• _Exercise requirements_:
Please set down, exactly, the line with "Objective — one point per instance of the orange" and all lines that follow it through the end of the records below.

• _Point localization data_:
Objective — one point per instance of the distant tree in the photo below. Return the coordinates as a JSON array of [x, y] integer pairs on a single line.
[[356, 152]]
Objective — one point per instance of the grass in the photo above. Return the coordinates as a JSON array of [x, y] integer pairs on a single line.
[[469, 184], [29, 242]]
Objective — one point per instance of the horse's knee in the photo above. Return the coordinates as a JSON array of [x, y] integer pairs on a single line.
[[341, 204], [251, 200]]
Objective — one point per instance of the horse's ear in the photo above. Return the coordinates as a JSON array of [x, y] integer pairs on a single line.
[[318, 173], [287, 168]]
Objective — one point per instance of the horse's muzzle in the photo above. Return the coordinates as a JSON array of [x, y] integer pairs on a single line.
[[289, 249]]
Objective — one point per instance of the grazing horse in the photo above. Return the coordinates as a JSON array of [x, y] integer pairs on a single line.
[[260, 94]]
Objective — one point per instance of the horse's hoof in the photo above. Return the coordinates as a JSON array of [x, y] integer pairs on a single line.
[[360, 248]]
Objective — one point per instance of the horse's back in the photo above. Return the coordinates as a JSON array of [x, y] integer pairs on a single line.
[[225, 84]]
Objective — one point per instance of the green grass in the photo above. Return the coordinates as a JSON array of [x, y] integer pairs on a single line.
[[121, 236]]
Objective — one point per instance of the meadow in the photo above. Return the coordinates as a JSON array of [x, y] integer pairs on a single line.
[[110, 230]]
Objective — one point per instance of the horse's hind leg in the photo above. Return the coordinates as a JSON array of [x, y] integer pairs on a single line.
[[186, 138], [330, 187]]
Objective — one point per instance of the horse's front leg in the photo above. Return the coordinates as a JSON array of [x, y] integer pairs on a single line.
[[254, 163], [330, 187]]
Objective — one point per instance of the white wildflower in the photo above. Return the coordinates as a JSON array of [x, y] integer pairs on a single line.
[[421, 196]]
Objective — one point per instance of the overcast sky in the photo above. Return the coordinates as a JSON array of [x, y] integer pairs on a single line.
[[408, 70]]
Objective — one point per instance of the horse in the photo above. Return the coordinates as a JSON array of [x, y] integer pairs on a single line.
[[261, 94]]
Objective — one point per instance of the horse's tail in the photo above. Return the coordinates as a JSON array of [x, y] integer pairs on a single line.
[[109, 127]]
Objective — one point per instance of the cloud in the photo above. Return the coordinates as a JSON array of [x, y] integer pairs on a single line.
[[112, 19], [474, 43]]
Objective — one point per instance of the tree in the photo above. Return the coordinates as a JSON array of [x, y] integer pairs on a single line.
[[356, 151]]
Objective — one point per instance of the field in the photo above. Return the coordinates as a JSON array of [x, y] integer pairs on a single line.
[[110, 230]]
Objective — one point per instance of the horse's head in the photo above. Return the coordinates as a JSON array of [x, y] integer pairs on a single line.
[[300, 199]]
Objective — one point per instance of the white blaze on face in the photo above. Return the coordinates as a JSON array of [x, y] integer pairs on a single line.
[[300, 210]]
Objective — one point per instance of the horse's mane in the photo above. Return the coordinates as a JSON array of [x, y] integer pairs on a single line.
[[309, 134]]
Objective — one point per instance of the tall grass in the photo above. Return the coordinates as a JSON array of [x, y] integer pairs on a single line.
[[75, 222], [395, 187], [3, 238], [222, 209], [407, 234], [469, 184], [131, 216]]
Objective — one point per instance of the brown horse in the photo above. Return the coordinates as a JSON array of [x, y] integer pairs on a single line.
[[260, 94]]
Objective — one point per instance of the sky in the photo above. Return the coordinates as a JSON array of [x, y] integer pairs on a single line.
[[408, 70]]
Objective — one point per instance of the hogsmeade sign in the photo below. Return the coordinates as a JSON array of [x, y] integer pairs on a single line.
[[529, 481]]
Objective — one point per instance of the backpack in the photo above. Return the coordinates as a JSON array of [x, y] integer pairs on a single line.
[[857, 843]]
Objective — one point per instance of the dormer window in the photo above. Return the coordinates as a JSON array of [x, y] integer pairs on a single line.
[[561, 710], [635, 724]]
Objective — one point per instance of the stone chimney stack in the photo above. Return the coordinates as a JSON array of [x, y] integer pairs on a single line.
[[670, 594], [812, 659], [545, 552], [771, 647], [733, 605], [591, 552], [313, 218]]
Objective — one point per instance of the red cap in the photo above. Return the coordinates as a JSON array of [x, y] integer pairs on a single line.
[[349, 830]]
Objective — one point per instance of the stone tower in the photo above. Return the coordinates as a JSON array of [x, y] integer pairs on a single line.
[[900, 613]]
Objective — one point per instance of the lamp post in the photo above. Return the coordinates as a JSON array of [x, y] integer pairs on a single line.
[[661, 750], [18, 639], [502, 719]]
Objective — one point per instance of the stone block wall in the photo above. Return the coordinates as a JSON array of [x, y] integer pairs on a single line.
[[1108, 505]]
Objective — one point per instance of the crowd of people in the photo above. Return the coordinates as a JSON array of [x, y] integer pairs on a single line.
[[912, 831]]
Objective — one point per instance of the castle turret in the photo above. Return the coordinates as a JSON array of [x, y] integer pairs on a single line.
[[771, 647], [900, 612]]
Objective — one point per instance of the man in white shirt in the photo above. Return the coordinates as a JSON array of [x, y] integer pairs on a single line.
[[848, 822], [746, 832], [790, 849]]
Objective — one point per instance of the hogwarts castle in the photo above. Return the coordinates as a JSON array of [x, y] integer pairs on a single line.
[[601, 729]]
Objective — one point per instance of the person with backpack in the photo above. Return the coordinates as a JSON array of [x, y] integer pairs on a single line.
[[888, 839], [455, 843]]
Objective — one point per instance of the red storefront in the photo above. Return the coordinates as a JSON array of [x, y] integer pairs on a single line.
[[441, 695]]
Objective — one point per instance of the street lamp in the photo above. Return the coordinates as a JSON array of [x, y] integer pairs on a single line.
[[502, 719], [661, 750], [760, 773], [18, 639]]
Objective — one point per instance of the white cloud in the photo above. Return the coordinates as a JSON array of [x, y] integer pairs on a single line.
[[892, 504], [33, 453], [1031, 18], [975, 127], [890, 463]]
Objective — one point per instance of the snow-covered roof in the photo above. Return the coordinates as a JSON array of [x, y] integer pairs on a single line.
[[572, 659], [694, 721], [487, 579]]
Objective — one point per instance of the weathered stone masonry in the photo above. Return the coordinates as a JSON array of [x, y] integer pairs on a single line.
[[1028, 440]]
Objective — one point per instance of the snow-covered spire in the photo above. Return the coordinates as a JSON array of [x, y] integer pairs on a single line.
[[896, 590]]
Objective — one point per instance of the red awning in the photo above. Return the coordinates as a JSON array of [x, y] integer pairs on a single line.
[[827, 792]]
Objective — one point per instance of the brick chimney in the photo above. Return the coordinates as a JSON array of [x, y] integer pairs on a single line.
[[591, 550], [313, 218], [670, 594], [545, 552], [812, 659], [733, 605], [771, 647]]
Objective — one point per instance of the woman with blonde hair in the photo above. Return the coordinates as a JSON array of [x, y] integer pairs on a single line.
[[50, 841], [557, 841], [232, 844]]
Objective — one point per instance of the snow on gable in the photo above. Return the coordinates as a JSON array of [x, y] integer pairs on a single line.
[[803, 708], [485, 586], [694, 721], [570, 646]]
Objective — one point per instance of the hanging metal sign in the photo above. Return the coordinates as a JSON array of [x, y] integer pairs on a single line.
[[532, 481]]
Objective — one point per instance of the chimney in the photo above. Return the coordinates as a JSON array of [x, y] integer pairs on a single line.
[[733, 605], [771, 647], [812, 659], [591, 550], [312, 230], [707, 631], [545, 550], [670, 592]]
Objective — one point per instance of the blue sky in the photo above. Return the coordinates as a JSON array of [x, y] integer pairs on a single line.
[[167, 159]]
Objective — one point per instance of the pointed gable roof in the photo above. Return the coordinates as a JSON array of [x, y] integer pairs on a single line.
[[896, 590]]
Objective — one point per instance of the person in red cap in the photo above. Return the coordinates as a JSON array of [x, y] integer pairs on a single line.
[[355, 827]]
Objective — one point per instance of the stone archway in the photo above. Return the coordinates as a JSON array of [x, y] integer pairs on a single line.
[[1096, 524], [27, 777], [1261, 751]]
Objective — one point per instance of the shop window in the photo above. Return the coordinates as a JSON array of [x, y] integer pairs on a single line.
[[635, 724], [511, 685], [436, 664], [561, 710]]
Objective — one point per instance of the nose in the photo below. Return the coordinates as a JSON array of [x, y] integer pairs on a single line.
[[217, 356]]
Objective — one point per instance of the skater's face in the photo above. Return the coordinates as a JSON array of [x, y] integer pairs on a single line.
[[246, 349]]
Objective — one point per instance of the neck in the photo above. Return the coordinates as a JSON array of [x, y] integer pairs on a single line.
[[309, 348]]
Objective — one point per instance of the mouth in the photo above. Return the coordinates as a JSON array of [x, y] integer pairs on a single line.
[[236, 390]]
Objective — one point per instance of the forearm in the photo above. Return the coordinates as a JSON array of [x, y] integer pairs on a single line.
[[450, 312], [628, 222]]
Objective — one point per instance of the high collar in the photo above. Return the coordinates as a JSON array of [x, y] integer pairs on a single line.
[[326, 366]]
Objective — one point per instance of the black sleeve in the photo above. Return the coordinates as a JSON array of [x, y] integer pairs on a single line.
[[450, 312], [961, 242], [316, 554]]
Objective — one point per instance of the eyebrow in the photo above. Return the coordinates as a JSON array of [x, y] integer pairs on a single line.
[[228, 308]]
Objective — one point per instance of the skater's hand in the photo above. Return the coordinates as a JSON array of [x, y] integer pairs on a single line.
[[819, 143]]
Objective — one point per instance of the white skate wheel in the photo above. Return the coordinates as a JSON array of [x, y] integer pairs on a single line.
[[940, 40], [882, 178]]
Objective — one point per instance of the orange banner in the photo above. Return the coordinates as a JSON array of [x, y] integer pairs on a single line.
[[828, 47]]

• _Answer section_:
Objective — one point per instance of the orange banner in the photo above. Return the coordinates as a JSON array of [x, y] integer pairs on a single line.
[[828, 47]]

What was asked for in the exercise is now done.